TASK REQUIREMENTS: Extract the final stretch of the data: the line that contains "Practice step: put a point on each instance of the throw" and every line after it, unaltered, and no other lines.

+ + + + + + +

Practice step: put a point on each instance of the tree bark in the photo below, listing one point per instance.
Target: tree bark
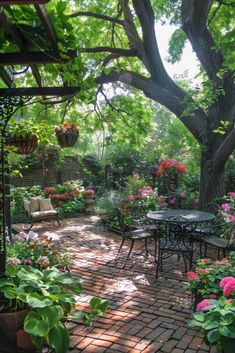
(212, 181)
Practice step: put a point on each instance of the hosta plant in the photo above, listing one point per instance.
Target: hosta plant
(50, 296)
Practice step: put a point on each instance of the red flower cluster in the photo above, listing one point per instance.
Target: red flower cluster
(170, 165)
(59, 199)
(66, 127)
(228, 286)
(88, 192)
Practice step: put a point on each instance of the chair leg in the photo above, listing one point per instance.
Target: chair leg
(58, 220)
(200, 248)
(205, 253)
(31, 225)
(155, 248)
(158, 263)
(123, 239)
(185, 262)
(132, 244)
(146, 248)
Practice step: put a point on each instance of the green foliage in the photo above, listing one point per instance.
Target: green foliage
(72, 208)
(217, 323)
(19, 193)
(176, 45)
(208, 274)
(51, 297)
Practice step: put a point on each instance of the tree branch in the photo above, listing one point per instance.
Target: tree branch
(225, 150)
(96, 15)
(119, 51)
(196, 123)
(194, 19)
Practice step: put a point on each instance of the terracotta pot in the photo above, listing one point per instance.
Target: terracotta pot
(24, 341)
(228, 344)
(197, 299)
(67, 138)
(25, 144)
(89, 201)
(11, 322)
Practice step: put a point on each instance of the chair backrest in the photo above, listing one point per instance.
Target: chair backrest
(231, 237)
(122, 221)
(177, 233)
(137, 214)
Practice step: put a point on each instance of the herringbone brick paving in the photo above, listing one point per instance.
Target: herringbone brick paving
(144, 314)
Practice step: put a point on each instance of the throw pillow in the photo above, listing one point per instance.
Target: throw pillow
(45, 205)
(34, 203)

+ + + + + + +

SOLUTION BELOW:
Practice step: put a point on each instance of the throw pillow in the photo above, listing one point per instance.
Target: throw pillow
(45, 205)
(34, 203)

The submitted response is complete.